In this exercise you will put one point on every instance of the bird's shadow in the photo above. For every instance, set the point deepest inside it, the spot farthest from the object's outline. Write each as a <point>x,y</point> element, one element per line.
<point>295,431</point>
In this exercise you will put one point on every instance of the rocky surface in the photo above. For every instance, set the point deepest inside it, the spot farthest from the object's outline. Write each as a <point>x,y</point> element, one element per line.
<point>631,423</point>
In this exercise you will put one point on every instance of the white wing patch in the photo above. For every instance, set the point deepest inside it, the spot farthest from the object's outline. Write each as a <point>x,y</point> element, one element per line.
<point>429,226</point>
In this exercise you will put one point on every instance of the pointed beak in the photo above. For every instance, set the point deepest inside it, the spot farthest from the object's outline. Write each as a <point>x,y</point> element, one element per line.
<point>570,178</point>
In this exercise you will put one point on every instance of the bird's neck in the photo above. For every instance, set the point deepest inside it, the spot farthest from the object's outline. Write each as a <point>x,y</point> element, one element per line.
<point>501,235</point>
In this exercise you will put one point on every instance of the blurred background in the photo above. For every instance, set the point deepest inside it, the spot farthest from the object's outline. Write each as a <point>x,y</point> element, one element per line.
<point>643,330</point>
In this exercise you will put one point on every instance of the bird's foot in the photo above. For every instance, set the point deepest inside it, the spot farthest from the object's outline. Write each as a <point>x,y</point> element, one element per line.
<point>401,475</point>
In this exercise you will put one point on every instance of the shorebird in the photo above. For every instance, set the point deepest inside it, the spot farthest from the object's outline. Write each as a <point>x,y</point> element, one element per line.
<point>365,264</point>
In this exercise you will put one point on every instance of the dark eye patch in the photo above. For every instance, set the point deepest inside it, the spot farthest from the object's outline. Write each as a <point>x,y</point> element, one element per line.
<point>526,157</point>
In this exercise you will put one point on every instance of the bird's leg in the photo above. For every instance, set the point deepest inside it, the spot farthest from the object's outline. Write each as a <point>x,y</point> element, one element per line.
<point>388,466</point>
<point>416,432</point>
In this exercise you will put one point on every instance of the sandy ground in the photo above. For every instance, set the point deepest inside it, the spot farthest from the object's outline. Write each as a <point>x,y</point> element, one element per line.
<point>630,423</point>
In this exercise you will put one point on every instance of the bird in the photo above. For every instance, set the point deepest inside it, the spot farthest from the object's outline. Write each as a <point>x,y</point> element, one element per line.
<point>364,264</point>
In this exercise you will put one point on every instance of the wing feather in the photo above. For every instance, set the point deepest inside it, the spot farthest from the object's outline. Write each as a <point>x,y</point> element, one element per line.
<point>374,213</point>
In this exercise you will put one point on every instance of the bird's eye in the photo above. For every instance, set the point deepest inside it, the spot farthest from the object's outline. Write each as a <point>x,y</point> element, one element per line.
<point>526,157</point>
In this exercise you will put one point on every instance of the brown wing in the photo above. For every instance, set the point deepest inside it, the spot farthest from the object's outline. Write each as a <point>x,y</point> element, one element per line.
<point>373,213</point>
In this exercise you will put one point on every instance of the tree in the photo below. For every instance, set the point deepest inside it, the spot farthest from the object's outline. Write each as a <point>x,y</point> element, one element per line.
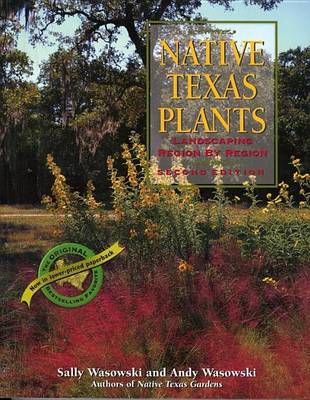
<point>11,8</point>
<point>294,104</point>
<point>102,19</point>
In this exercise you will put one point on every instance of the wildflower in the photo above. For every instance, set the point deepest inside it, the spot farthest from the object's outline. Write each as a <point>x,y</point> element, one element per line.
<point>297,177</point>
<point>126,153</point>
<point>133,233</point>
<point>110,163</point>
<point>252,179</point>
<point>270,281</point>
<point>90,199</point>
<point>296,162</point>
<point>151,230</point>
<point>185,266</point>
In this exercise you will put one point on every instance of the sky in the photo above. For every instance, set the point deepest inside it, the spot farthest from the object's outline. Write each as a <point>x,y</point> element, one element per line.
<point>293,18</point>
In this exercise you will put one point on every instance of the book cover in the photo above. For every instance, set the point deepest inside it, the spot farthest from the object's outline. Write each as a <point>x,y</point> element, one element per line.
<point>154,199</point>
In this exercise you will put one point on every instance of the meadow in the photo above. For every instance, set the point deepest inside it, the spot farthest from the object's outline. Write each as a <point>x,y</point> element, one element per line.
<point>200,284</point>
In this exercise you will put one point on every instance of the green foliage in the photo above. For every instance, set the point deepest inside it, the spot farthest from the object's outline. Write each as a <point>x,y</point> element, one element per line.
<point>294,104</point>
<point>285,241</point>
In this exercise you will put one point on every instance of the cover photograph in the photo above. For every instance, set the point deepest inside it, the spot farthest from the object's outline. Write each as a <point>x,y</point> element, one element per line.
<point>155,199</point>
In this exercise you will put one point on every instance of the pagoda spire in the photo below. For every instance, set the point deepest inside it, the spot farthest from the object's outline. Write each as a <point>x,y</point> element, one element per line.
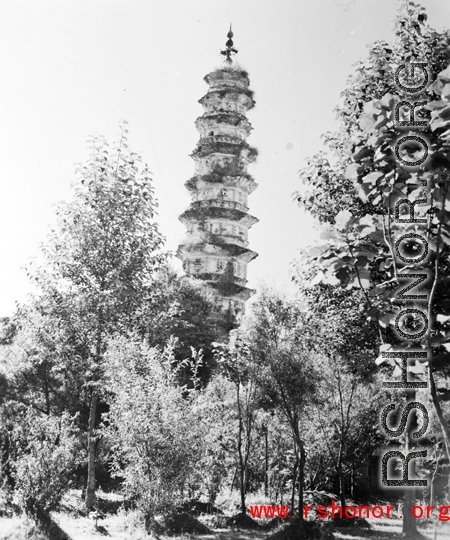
<point>215,248</point>
<point>230,51</point>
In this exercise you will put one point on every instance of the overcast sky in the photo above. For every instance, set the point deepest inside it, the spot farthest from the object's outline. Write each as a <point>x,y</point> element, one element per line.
<point>72,68</point>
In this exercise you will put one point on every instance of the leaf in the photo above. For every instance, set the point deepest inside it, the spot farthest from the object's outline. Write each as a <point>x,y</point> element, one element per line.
<point>343,219</point>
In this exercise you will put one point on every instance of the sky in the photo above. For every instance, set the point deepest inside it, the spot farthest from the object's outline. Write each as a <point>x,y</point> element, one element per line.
<point>73,68</point>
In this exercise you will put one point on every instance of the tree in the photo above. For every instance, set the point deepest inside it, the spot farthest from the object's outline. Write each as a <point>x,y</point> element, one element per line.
<point>236,362</point>
<point>99,263</point>
<point>150,425</point>
<point>359,248</point>
<point>286,371</point>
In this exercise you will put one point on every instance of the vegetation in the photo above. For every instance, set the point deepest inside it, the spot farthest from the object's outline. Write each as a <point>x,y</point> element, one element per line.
<point>122,391</point>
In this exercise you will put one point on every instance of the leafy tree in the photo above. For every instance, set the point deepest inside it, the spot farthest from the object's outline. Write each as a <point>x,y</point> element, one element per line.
<point>364,180</point>
<point>151,426</point>
<point>346,416</point>
<point>47,453</point>
<point>286,371</point>
<point>236,362</point>
<point>99,263</point>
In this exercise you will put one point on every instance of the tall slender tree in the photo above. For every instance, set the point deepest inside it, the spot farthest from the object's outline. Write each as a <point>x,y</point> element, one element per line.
<point>99,263</point>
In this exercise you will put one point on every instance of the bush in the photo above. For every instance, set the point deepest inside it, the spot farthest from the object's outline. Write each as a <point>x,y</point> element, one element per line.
<point>46,459</point>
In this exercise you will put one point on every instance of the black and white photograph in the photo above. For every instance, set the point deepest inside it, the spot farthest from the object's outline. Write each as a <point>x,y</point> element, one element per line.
<point>225,269</point>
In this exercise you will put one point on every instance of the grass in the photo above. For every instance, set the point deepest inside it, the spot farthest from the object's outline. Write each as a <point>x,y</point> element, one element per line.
<point>119,524</point>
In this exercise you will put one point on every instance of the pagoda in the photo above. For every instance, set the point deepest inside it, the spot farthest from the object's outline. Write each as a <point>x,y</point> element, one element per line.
<point>217,221</point>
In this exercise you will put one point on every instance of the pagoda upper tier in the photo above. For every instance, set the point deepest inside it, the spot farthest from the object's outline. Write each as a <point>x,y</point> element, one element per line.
<point>217,220</point>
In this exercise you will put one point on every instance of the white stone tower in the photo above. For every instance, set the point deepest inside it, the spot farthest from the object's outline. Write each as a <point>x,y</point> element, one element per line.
<point>217,220</point>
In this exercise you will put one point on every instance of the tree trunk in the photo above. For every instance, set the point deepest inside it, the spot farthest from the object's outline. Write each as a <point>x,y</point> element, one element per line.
<point>301,480</point>
<point>266,463</point>
<point>90,488</point>
<point>341,476</point>
<point>409,522</point>
<point>409,498</point>
<point>294,480</point>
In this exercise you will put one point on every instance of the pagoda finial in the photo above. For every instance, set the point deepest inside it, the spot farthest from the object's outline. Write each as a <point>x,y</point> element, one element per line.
<point>230,50</point>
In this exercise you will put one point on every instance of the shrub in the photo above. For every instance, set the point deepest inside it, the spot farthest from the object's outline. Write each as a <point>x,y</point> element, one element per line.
<point>46,458</point>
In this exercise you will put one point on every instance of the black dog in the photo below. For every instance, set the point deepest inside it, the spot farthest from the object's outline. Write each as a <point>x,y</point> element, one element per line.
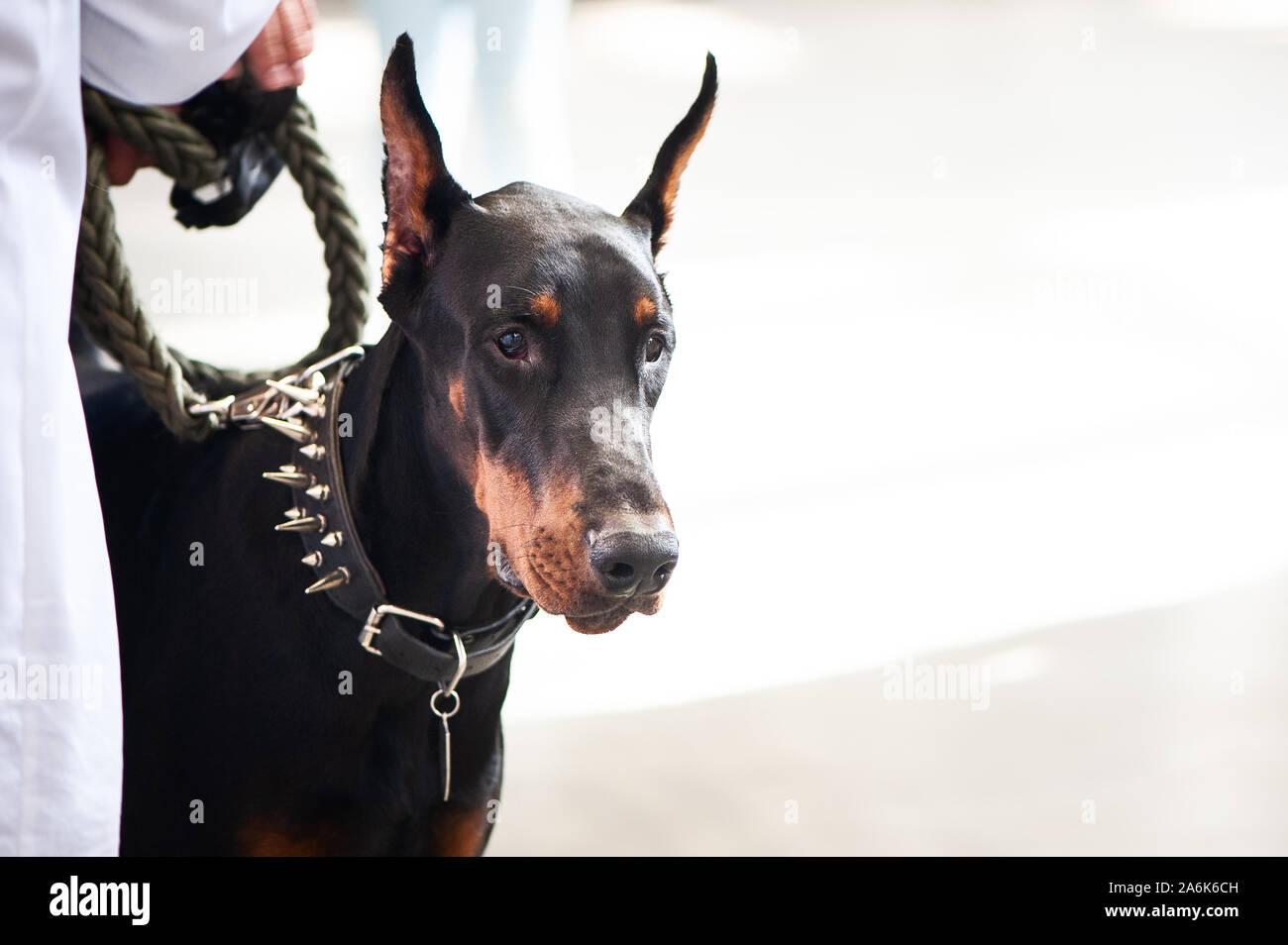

- _What is asked_:
Copy out everything from the line containing "of the book" down to the line containing "<point>285,241</point>", with both of those lines included, and keep every character as it stands in the items.

- _Task response_:
In this exercise you will put one point on every instance of the book cover in the photo above. For every instance, set the point deepest inside it, the spot farthest from the object's outline. Write each as a <point>x,y</point> element, one element per line.
<point>154,199</point>
In this exercise you will put one point on every instance of the meadow in the photo above. For every instance, set the point deepest inside it, the spot farthest from the object's outline. Write each as a <point>x,y</point> element, one element per line.
<point>200,284</point>
In this exercise you will put one point on every instance of the green foliage in the photo above. For every instance, set the point deepest inside it, the spot farthest from the object's outline. Write each as a <point>x,y</point> element, one element per line.
<point>294,104</point>
<point>285,241</point>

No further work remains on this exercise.